◆ Task to carry out ◆
Each entry shown below is to be reproduced exactly.

◆ Extracted records ◆
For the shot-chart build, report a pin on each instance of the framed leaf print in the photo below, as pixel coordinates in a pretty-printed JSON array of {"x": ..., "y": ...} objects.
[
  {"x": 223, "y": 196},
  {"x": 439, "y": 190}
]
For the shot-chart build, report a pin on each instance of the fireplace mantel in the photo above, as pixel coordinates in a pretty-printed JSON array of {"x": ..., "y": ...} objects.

◆ Solution for this task ◆
For the shot-chart build, report a pin on each instance of the framed leaf print in the photo below, as pixel coordinates in a pretty-printed JSON array of {"x": ..., "y": ...} objects.
[
  {"x": 223, "y": 196},
  {"x": 439, "y": 190}
]
For the shot-chart build, report a pin on each instance of the fireplace mantel in the photo above, as pixel coordinates in a pretty-printed JSON array of {"x": ..., "y": ...} objects.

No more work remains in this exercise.